─── DATA PROVIDED
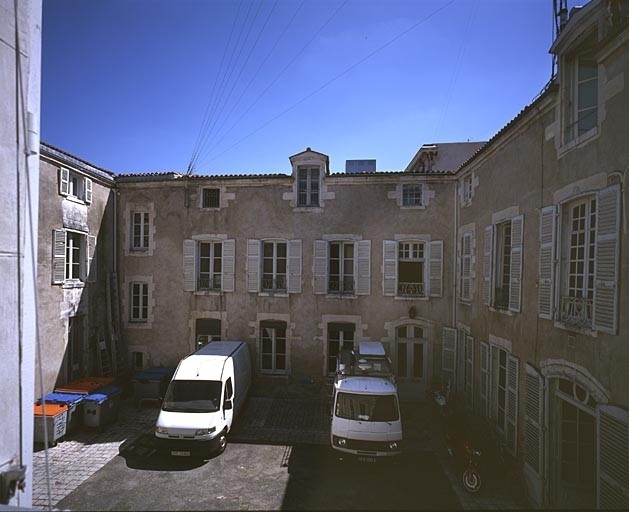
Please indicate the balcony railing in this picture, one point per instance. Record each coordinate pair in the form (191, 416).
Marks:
(344, 286)
(274, 285)
(576, 311)
(501, 297)
(209, 283)
(410, 289)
──────
» GIVEN PROBLEM:
Gather every line of the listing that contains the word "Record", and copy each one out in full.

» EXPECTED ANSWER:
Please indicate the balcony railing in this picture, one point per instance. Record each coordinate pair in the form (191, 416).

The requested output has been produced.